** Begin Exercise inputs **

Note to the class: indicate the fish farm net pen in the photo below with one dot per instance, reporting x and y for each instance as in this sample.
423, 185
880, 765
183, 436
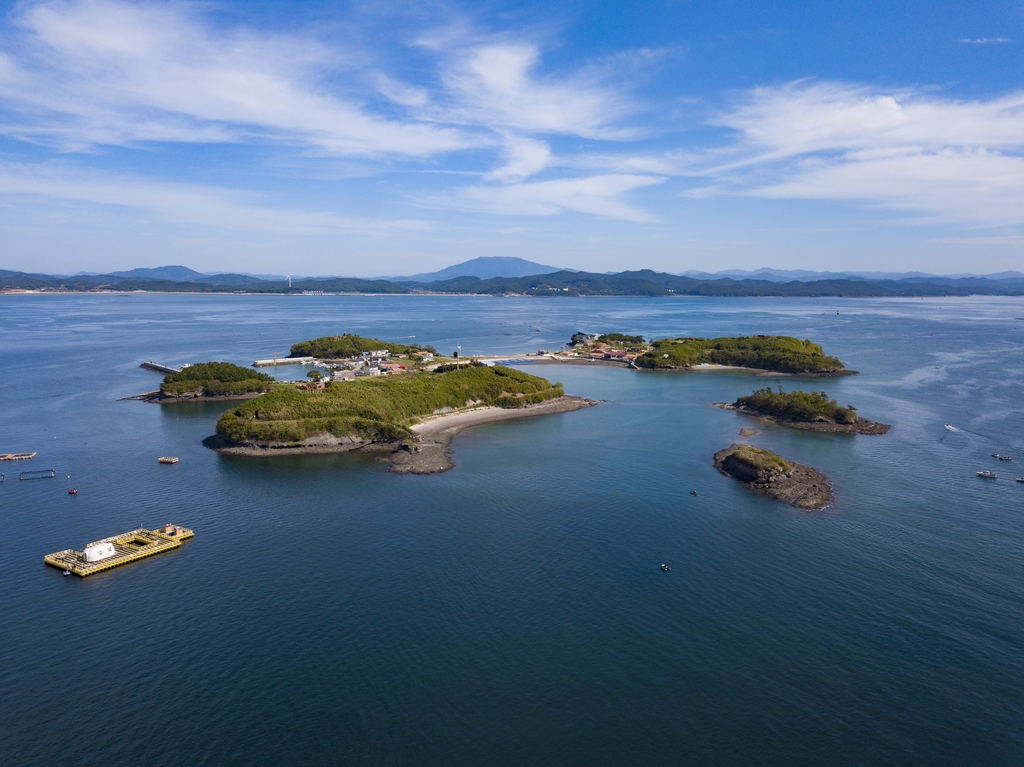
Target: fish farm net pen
38, 474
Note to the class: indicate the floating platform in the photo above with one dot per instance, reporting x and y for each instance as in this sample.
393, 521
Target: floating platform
128, 547
284, 360
38, 474
158, 368
16, 456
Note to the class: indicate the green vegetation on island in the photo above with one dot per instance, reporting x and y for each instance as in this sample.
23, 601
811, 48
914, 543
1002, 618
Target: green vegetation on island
215, 379
621, 338
347, 345
378, 408
798, 406
758, 461
812, 411
765, 472
776, 353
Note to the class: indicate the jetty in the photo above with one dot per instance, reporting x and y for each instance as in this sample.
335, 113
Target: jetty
158, 368
117, 550
284, 360
16, 456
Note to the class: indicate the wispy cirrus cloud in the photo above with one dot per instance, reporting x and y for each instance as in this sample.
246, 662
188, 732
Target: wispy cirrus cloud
190, 205
81, 74
110, 72
951, 160
599, 196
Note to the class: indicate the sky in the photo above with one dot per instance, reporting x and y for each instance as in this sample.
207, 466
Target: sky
350, 138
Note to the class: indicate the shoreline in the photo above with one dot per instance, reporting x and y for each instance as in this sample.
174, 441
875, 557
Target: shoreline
705, 368
426, 453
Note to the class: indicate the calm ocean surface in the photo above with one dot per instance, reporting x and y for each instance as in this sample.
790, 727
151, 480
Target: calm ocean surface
513, 610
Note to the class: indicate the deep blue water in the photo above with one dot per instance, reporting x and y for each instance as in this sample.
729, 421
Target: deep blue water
513, 610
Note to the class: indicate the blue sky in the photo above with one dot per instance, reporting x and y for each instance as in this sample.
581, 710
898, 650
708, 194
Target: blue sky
389, 138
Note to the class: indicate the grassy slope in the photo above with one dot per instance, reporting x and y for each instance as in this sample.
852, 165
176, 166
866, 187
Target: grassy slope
798, 406
760, 459
378, 408
779, 353
346, 345
215, 379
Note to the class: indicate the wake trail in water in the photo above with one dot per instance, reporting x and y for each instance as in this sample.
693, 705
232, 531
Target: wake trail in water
972, 433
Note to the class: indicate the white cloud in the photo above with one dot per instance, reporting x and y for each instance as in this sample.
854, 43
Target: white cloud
524, 157
956, 161
495, 84
183, 204
110, 72
598, 196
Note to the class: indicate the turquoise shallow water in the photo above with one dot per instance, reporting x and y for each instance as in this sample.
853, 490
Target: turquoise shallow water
513, 609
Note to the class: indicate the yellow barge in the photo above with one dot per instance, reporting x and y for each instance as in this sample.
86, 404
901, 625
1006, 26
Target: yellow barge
118, 550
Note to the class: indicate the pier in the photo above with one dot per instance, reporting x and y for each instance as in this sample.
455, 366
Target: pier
158, 368
117, 550
284, 360
16, 456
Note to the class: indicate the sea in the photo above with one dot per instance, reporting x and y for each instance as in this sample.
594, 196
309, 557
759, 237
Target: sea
514, 610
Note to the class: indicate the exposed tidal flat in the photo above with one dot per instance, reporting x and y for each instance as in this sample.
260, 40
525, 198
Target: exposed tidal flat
512, 610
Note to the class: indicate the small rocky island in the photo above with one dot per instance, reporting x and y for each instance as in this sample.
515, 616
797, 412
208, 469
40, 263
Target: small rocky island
206, 381
812, 411
772, 475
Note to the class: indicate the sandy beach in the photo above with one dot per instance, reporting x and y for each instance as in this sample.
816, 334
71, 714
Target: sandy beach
427, 453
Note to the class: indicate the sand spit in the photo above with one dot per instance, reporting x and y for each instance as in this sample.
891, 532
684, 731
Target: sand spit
800, 485
427, 453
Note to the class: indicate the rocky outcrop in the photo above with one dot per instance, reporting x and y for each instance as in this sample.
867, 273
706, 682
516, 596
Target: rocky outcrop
772, 475
860, 426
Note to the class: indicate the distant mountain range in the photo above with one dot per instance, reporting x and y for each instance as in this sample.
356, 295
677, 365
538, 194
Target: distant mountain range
484, 267
506, 275
785, 275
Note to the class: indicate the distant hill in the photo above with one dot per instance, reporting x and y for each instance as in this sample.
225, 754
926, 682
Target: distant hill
484, 267
174, 273
561, 283
805, 275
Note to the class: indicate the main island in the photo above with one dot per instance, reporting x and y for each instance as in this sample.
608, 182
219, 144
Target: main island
411, 414
407, 401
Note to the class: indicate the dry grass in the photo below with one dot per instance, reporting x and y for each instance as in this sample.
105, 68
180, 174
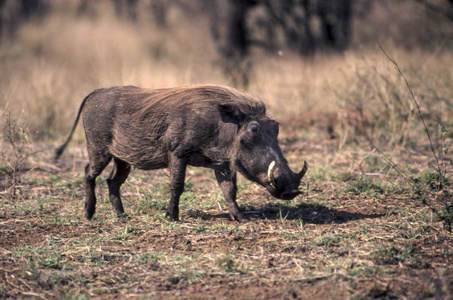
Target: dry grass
357, 232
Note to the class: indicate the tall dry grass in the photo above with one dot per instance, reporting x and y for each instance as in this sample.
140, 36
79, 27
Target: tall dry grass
53, 64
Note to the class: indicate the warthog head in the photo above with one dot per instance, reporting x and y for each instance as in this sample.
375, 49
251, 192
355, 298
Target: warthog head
257, 154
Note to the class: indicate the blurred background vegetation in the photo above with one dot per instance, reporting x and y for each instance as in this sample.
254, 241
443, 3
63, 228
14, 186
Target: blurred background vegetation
316, 63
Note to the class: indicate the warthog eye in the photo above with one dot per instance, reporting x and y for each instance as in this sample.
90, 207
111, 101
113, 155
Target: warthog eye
254, 127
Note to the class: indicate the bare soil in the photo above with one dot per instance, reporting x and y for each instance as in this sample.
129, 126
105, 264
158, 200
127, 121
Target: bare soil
328, 244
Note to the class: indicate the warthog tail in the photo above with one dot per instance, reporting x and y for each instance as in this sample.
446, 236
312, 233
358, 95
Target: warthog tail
59, 151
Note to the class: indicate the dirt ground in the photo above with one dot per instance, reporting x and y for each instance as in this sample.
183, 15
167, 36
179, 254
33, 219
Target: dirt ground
328, 244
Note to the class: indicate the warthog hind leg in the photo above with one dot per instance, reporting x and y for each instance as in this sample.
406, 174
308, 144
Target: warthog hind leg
117, 177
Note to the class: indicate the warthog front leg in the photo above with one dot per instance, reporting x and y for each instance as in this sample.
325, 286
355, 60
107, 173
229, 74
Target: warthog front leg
177, 168
228, 184
92, 171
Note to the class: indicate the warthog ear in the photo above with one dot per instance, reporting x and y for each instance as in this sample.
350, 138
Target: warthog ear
230, 113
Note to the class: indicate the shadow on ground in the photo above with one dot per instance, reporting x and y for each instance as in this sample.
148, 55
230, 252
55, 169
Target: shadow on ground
309, 213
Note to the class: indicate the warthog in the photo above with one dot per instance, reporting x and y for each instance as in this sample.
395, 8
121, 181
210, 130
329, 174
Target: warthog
205, 126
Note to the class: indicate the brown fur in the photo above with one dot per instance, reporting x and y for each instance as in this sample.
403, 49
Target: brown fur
208, 126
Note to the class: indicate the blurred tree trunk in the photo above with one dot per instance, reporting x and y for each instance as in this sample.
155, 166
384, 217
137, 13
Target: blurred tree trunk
335, 18
228, 29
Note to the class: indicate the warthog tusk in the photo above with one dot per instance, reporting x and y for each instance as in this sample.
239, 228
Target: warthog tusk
270, 174
302, 172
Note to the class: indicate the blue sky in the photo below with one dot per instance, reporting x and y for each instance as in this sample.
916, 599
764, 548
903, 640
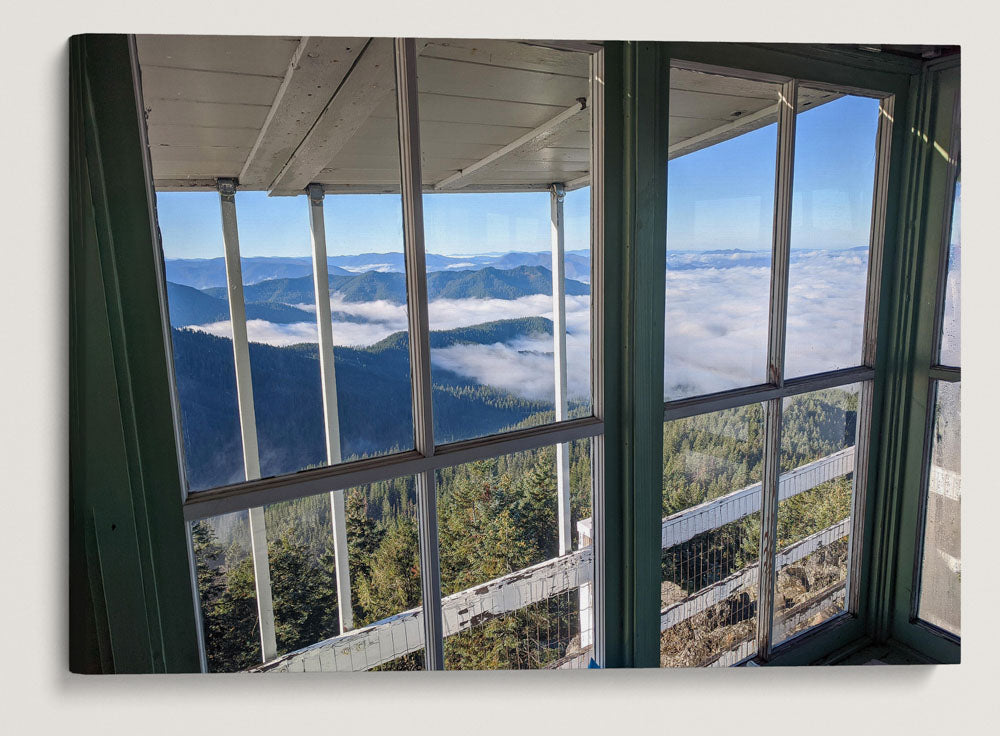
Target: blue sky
720, 197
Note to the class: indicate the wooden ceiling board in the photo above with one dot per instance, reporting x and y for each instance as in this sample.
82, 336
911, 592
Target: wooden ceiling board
315, 71
509, 54
188, 135
193, 85
482, 82
267, 55
231, 155
205, 114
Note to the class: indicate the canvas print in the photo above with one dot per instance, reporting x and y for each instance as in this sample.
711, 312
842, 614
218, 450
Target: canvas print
388, 288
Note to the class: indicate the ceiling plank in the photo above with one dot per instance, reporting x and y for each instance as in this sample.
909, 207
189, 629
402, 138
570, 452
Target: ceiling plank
315, 73
369, 82
541, 137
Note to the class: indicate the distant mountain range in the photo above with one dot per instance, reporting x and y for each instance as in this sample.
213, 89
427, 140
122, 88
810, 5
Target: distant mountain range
202, 273
373, 393
271, 299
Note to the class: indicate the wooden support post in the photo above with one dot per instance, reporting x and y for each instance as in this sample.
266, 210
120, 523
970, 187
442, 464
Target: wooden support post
557, 196
420, 356
248, 421
331, 415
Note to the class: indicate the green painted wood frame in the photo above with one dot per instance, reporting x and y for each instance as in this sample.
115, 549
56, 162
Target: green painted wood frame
635, 197
930, 194
131, 595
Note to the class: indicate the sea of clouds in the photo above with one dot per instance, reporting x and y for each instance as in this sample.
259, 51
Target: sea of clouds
716, 325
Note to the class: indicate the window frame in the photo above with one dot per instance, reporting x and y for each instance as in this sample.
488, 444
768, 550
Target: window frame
772, 392
426, 457
847, 68
944, 169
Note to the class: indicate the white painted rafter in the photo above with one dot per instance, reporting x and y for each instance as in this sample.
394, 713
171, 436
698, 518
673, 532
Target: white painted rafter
534, 140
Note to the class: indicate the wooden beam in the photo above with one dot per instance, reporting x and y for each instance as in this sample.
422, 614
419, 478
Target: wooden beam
360, 92
316, 71
541, 137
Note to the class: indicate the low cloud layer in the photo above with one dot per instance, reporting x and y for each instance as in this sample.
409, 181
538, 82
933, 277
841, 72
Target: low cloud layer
716, 326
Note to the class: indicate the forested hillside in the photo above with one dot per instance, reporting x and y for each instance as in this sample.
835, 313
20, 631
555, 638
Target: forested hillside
498, 516
373, 393
486, 283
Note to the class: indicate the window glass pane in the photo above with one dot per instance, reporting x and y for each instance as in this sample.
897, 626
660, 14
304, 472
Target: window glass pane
217, 109
509, 601
712, 468
384, 571
941, 568
815, 491
488, 229
201, 334
720, 204
951, 326
834, 181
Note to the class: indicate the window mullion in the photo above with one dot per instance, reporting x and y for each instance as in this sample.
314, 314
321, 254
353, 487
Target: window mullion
331, 412
248, 421
883, 147
599, 540
781, 246
419, 333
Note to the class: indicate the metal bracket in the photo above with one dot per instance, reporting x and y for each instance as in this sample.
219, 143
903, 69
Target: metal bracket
316, 192
227, 187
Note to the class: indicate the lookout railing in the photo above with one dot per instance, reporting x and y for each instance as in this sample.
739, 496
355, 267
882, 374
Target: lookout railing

** End Exercise inputs **

# [What is being asked]
Each line from the one containing "Note to the class: indicate the forested" through the end of the entries, both included, is to be returned exactly, with no other lines.

# [Right answer]
Note to the class: indicate the forested hillside in the photo above with one dot per instance, reporting x and y for each instance as in this sample.
835, 313
20, 631
555, 638
Target: forested hillside
498, 516
373, 393
486, 283
Note to the class: indicate the window glass pane in the photo above with one dot per instance, reporting x and y for each instance as in this sample.
897, 626
660, 14
304, 472
Target: window glass pane
217, 109
509, 601
712, 468
384, 571
941, 568
815, 491
488, 229
201, 334
720, 204
951, 326
834, 181
Note to the class: indicate the window mullion in the photo above with one dot per instance, reporting x and y for each instance as in this sample.
314, 314
321, 254
353, 487
Target: window mullion
331, 412
248, 421
883, 147
599, 540
781, 246
419, 333
Note to the class: indicate the metal bracket in the photo above with one dot per instance, reporting x and y for each instance as in this sample.
219, 143
903, 69
Target: metal bracket
316, 192
227, 187
Note to the class: indicate the lookout railing in the photo above with one dot per instance, reporting x and y for each instance as in this sample.
739, 496
355, 267
882, 374
Target: lookout railing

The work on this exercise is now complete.